- [Short problem] Please quote the items below word for word, starting with the line that contains "Mark one point per instance of the blue collared" and continuing through the final line of the items.

- [Input for this task]
%%
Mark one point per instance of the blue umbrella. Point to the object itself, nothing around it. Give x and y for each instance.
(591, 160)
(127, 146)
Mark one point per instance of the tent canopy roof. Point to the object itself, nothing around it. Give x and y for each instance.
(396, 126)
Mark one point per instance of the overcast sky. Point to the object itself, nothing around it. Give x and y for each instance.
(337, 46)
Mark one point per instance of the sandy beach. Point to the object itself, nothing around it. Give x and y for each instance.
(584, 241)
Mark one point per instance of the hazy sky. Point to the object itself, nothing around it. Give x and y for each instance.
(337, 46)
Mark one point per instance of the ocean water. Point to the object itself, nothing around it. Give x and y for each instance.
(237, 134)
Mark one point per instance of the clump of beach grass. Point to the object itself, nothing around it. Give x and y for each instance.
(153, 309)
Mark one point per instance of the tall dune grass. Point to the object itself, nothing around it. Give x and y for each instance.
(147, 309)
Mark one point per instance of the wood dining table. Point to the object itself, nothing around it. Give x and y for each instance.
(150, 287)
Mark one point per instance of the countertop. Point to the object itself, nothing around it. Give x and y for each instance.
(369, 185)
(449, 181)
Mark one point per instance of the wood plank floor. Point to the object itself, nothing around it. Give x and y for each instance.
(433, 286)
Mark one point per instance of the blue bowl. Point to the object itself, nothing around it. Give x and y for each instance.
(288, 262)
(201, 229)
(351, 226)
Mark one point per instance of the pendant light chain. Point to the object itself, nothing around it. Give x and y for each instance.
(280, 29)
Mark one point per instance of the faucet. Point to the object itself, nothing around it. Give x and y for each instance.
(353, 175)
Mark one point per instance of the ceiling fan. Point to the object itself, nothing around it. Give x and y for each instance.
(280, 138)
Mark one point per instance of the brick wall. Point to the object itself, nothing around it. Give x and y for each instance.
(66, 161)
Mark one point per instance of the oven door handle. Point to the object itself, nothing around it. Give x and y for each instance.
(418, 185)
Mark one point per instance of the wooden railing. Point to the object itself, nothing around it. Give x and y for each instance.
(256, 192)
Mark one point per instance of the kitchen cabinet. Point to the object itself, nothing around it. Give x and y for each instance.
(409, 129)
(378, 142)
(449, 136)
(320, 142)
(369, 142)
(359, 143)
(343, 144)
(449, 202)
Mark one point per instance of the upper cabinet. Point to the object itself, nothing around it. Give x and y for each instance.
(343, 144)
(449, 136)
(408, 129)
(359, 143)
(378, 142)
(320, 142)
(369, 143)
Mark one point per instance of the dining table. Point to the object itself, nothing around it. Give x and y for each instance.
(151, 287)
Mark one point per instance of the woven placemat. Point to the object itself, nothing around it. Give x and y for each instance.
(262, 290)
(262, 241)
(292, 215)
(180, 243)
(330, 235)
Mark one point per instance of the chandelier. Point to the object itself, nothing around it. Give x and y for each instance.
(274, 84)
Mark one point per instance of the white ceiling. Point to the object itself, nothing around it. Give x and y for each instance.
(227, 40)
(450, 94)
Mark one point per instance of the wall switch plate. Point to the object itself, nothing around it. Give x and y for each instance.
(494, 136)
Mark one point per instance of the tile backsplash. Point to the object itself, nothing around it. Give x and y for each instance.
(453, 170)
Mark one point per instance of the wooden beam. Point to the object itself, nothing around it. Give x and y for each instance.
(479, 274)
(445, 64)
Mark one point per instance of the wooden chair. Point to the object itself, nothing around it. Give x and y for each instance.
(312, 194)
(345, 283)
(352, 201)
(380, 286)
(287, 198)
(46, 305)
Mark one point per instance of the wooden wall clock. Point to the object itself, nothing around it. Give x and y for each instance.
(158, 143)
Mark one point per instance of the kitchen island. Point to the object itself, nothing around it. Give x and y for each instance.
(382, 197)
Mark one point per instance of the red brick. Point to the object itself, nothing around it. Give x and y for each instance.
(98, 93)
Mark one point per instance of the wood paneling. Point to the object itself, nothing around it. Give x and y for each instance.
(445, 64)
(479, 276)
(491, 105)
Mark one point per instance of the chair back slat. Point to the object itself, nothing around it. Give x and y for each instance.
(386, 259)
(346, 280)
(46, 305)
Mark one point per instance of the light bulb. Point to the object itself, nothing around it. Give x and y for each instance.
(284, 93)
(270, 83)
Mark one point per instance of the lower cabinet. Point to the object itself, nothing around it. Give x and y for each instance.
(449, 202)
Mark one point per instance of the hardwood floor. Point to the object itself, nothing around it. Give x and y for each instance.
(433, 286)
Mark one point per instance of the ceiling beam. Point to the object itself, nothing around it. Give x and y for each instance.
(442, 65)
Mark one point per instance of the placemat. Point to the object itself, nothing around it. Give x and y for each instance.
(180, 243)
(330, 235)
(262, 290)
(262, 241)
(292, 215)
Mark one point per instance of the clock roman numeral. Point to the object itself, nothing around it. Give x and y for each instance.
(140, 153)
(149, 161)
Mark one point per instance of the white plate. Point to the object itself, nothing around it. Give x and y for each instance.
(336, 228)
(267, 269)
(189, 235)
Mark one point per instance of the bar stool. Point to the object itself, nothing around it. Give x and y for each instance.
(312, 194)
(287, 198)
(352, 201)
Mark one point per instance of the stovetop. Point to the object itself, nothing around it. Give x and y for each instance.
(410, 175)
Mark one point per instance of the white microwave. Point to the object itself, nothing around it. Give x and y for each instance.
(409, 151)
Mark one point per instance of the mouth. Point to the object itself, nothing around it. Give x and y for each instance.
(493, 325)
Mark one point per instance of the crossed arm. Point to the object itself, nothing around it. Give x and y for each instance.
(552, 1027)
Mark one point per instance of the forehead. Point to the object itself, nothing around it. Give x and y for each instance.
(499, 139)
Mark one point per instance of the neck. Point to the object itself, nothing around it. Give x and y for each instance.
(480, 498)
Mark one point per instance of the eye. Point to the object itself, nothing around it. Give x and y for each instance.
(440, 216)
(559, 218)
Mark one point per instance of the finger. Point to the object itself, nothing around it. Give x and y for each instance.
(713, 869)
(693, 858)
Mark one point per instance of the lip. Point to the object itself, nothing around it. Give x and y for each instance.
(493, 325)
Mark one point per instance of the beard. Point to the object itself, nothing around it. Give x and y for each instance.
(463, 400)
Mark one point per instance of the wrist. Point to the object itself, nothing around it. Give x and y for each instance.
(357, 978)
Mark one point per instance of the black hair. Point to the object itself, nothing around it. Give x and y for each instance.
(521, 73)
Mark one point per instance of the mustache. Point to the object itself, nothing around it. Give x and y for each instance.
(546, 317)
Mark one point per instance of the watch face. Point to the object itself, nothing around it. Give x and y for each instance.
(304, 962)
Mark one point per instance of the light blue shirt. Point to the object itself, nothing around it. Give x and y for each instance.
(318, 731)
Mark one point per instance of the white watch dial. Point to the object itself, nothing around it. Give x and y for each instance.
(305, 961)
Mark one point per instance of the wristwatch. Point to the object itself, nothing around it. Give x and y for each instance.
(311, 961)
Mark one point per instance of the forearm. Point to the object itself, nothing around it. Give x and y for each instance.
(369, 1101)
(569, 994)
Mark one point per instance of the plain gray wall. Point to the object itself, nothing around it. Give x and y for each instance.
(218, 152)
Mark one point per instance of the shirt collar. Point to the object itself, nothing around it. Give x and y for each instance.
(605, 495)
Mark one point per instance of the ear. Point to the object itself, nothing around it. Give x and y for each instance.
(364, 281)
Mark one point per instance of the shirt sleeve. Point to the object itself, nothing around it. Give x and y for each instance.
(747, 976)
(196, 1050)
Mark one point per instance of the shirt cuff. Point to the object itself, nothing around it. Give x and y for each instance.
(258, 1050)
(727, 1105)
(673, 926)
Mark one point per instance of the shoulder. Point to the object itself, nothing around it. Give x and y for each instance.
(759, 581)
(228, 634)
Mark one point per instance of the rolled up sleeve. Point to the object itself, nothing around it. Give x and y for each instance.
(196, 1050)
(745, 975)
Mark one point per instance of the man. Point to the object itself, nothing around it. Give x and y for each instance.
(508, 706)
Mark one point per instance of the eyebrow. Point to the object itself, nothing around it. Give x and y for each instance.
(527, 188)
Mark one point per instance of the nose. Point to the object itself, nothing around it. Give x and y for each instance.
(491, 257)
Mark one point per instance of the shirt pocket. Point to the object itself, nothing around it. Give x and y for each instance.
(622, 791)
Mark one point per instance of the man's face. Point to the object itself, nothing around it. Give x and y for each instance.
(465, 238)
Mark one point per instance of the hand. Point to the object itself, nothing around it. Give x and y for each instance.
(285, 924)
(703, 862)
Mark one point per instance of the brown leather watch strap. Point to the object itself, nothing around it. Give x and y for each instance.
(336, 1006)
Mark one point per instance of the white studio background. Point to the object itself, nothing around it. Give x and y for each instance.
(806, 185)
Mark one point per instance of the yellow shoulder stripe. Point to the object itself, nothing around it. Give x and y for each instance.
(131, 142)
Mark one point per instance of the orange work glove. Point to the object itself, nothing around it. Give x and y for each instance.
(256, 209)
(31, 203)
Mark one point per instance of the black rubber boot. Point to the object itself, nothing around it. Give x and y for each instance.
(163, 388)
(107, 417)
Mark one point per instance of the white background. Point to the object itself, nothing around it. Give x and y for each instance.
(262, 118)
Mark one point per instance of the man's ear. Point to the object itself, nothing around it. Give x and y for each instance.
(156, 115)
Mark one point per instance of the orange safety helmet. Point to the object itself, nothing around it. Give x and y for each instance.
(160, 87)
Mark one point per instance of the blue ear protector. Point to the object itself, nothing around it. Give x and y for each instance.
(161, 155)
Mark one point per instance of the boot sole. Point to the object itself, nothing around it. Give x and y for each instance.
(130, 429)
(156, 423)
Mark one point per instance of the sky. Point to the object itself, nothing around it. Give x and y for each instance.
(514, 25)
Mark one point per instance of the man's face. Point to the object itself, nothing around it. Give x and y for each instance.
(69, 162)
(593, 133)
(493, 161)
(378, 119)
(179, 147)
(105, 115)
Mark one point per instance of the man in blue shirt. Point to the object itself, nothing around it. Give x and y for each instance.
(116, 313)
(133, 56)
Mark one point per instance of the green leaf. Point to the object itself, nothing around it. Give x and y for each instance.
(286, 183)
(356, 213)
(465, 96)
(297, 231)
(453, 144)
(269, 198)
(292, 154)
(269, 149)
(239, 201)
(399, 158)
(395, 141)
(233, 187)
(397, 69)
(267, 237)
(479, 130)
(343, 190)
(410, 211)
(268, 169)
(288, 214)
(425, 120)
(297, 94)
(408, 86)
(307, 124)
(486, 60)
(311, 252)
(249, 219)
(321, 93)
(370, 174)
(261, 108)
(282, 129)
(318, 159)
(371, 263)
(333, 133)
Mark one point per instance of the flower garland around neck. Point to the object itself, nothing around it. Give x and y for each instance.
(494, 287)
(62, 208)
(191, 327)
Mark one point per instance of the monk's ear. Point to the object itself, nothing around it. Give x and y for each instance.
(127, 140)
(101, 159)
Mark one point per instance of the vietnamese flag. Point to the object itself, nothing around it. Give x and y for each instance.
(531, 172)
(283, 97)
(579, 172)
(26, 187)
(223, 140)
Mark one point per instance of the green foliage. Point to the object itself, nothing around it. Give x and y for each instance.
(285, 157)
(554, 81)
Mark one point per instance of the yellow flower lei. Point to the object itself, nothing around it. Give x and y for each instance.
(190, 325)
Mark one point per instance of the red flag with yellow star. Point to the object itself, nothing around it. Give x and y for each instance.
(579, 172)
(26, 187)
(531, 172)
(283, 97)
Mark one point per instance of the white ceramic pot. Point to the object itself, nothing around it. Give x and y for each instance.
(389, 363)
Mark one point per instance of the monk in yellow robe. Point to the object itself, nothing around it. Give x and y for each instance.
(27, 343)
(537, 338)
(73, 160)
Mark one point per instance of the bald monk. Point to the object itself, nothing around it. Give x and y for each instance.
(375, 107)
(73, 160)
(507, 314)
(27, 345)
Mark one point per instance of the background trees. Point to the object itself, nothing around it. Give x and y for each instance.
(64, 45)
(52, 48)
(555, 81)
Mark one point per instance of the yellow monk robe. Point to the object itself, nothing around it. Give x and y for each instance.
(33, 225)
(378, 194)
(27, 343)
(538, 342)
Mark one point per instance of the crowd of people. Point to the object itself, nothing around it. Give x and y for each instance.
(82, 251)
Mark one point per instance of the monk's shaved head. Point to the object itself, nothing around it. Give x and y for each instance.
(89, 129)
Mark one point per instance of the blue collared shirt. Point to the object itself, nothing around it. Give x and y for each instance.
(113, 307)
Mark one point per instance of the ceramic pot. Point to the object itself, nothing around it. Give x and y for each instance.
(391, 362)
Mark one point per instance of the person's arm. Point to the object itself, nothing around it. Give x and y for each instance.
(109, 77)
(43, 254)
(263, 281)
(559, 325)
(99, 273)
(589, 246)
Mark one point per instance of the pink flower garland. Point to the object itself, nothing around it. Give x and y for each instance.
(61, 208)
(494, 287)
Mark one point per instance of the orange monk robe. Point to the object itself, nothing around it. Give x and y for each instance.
%%
- [The solution]
Mark one point per instance of the blue collared shirt. Point to the object itself, nothing around it. Give x and y for each instance.
(113, 307)
Mark one point per instance of the ceramic pot. Point to the object itself, nothing around it. Give x and y for each instance.
(391, 362)
Mark one point per instance of the person's arm. Point to the object itself, nothing around it. Give x and y for each instance.
(109, 77)
(43, 254)
(263, 281)
(559, 325)
(99, 273)
(589, 246)
Mark one point per instance of the pink flower garland. Point to the object itself, nothing around it. Give x and y for each instance.
(61, 208)
(494, 287)
Mark one point per instance of the orange monk robe. Point to the object itself, nothing around it. Give x and y for each instance.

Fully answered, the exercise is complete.